Pets provide comfort, companionship for students

February 3, 2014 6:13 AMComments Off

Story by Katie Ericson

College transitions are tough. You’re in a strange new environment. New rooms, friends, food. It’s a lot to deal with.

From time to time, we all miss the comforts of home whether it’s laundry day and you wish your mom could explain why everything turned pink or it’s after your fifth batch of burnt mac ‘n cheese. But we all miss one thing: pets.

Whatever animal it is, we all love seeing our pets. They’re overjoyed to see us, and there isn’t much that compares to a pet’s love. Not having them here is hard. But what happens if you get your own pet?

Junior Bailey Cernohous did just that. Living in a house off campus, she now has a curious kitten to keep her company.

Cernohous and her roommates discovered a whole litter in their garage when they moved in.

Little Toothless (named for his black fur and green eyes) got caught in a raccoon trap. The housemates took him in, and their landlords agreed to let the group keep him.

“Sometimes, you just need some alone time, it’s nice to have a cuddly kitten during that time,” Cernohous said.

* EXERCISE SET
- A) Copy the article on student pets between "February 3, 2014" and "one thing: pets.", inclusive, replacing "environment" with "setting".
- B) In the article on student pets, what reason is given for the kitten's name, Toothless?
- C) Summarize the article on student pets in two sentences.

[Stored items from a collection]

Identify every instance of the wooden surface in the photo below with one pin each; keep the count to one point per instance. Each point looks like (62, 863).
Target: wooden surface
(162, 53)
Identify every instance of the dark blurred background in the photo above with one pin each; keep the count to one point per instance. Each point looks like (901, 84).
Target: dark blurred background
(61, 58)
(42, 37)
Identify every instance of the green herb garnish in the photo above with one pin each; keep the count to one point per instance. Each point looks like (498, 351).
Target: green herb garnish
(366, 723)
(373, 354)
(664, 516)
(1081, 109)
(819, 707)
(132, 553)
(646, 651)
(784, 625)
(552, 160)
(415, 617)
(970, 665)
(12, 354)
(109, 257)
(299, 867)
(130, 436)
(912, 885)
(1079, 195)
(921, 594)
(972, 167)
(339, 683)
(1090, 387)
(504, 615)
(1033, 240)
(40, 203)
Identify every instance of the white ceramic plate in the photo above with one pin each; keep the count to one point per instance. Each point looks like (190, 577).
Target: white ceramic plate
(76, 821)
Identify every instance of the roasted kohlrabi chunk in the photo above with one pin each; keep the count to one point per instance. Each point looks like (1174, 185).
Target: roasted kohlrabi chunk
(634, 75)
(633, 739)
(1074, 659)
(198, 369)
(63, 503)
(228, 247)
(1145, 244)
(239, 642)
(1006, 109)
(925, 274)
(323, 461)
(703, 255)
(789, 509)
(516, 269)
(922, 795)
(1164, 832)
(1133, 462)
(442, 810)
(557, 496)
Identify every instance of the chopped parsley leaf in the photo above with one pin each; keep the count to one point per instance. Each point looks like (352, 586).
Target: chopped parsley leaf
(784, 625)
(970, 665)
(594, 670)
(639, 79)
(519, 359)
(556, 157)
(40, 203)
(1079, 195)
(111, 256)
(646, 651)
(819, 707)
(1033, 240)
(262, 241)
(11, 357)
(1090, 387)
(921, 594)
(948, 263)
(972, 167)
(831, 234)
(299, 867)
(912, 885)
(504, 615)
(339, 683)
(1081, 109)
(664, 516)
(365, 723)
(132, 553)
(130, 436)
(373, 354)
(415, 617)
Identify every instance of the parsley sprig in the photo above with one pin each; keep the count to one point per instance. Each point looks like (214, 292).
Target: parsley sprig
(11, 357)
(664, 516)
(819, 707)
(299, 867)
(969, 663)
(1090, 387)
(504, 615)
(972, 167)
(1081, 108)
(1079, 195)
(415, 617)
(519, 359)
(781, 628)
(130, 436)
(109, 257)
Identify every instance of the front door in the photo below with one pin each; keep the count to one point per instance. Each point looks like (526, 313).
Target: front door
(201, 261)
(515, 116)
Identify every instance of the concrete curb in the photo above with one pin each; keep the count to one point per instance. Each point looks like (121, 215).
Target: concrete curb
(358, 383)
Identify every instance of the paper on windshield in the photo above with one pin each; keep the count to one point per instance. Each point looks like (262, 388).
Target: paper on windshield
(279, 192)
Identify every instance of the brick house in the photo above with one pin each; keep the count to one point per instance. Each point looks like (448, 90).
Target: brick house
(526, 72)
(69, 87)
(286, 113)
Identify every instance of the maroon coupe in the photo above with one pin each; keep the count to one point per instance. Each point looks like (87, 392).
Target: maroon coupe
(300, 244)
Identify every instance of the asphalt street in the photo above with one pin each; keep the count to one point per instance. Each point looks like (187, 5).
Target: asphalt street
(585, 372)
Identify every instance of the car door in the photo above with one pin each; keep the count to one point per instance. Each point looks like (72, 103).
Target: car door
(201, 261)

* ANSWERS BY ITEM
- A)
February 3, 2014 6:13 AMComments Off

Story by Katie Ericson

College transitions are tough. You’re in a strange new setting. New rooms, friends, food. It’s a lot to deal with.

From time to time, we all miss the comforts of home whether it’s laundry day and you wish your mom could explain why everything turned pink or it’s after your fifth batch of burnt mac ‘n cheese. But we all miss one thing: pets.

- B) He was named for his black fur and green eyes.

- C) College transitions are hard, and students miss the comforts of home, especially their pets. Junior Bailey Cernohous and her housemates took in a kitten named Toothless from a litter found in their garage, and she says it is nice to have a cuddly kitten during alone time.